▶ **Directions**:
Copy out the full Mercury Rising text below word for word, without changing anything.

▶ **Source text**:
My Favorite Bit: R.W.W. Greene Talks About MERCURY RISING

R.W.W. Green is joining us today to talk about his novel, Mercury Rising. Here’s the publisher’s description:

Alternative history with aliens, an immortal misanthrope and SF tropes aplenty

 The year is 1975 – Robert Oppenheimer has invented the Atomic Engine, the first human has walked on the moon, and Jet Carson and the Eagle Seven have sacrificed their lives to stop alien invaders. 
Brooklyn, however, just wants to keep his head down, pay his mother’s rent, earn a little scratch of his own, and maybe get laid sometime. Simple pleasures! But life is about to get real complicated when a killer with a baseball bat and a mysterious box of 8-track tapes sets him up for murder.

Extracted data entries:
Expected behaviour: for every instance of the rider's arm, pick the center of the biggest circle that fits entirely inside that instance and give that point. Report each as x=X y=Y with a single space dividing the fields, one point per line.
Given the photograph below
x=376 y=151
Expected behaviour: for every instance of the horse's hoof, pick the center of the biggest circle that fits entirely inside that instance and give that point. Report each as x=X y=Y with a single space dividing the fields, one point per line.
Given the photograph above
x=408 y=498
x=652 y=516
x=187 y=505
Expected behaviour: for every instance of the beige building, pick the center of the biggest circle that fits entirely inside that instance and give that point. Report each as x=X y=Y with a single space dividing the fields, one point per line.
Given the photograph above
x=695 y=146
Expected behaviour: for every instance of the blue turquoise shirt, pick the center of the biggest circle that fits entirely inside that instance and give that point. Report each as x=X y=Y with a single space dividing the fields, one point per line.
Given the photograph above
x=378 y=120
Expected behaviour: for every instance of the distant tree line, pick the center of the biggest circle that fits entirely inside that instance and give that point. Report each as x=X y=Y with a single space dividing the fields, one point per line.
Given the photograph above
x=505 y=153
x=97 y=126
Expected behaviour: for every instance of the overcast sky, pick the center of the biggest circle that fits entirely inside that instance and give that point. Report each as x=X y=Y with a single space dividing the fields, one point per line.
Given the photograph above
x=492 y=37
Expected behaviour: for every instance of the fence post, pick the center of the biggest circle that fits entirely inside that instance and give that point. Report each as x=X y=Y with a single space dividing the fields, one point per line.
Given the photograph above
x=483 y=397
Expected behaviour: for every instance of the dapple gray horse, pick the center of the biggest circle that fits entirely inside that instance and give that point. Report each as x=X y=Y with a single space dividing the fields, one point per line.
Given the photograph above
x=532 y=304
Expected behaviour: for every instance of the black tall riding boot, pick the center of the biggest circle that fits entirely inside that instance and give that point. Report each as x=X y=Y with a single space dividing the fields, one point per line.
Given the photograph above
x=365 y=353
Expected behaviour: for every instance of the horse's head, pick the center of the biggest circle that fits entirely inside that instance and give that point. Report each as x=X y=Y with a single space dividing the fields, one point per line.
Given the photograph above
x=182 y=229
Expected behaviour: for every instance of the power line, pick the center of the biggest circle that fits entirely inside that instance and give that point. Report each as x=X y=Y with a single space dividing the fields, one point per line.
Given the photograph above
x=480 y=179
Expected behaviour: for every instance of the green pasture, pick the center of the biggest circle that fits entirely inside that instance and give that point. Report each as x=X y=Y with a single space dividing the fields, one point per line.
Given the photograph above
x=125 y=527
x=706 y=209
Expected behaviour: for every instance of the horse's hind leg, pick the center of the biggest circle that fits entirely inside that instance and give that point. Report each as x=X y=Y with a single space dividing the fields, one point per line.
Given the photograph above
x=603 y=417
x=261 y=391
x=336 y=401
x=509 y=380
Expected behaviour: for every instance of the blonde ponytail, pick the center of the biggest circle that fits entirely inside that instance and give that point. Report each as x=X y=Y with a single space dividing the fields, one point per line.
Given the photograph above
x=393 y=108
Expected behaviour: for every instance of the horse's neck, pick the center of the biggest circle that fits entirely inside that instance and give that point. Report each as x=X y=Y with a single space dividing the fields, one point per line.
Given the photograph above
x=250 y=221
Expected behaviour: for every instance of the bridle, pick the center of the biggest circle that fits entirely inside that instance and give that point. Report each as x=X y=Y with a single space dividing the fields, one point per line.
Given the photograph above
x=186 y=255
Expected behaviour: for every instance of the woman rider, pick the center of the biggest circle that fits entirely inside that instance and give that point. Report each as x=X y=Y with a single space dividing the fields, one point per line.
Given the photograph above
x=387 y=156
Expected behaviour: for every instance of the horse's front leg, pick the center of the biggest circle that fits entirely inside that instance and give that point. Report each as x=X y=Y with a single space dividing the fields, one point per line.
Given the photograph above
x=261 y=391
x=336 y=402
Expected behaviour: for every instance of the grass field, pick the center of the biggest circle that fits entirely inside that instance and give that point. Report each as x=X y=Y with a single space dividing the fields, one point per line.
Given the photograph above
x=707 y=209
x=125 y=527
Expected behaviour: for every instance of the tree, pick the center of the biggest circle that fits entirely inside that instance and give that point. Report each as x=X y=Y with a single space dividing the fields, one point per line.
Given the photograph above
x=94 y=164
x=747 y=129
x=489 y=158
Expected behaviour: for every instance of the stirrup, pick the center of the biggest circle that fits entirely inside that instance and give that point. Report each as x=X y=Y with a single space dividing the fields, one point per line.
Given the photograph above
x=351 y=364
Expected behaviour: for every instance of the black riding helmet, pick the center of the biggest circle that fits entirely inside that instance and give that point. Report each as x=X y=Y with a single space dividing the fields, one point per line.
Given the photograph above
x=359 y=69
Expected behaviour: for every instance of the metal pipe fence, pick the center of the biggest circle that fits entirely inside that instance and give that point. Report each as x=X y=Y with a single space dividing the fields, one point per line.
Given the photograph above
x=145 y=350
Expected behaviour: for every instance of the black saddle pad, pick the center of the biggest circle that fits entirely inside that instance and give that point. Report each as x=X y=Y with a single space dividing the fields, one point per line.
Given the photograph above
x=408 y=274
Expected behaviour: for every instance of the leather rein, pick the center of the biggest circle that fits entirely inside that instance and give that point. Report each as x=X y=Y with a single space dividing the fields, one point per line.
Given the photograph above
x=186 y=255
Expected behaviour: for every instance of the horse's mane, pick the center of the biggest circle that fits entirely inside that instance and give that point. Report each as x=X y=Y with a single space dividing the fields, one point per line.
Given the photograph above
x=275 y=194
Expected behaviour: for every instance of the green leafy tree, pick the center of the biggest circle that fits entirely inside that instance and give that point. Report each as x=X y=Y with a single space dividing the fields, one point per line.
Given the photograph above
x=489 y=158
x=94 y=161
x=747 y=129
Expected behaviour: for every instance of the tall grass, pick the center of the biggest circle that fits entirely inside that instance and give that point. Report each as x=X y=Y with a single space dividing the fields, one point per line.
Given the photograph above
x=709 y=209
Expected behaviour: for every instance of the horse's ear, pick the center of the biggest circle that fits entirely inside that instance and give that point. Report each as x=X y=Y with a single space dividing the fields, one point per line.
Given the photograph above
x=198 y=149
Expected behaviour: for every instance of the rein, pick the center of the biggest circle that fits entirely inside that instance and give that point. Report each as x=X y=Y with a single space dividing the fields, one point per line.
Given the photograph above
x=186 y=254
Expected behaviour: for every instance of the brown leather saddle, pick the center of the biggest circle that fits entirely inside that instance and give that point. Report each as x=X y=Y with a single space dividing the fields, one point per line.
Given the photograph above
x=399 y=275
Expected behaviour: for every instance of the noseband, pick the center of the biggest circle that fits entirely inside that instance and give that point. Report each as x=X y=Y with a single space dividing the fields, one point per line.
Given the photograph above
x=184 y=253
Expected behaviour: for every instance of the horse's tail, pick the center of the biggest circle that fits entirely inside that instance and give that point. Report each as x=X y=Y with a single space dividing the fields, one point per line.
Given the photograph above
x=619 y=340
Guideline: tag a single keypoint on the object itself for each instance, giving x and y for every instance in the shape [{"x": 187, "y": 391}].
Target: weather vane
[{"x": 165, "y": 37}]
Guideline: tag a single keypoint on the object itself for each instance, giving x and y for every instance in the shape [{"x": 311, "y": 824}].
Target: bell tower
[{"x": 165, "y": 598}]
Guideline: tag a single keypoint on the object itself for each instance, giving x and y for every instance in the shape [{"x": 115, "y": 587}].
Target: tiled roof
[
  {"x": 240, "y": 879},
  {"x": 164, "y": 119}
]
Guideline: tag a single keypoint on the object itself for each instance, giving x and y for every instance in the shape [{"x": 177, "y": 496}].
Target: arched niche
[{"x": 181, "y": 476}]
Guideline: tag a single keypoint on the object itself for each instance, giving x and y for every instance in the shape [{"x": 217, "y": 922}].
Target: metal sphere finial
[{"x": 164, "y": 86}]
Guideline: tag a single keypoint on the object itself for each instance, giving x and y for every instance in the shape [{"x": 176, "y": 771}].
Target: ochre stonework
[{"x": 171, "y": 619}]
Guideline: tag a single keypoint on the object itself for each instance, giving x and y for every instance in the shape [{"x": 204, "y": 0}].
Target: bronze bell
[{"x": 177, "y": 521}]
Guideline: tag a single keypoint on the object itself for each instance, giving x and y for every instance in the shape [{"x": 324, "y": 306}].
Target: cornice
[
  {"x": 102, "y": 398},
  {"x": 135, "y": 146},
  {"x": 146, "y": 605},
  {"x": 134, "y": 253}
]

▶ **Response to this exercise**:
My Favorite Bit: R.W.W. Greene Talks About MERCURY RISING

R.W.W. Green is joining us today to talk about his novel, Mercury Rising. Here’s the publisher’s description:

Alternative history with aliens, an immortal misanthrope and SF tropes aplenty

 The year is 1975 – Robert Oppenheimer has invented the Atomic Engine, the first human has walked on the moon, and Jet Carson and the Eagle Seven have sacrificed their lives to stop alien invaders. 
Brooklyn, however, just wants to keep his head down, pay his mother’s rent, earn a little scratch of his own, and maybe get laid sometime. Simple pleasures! But life is about to get real complicated when a killer with a baseball bat and a mysterious box of 8-track tapes sets him up for murder.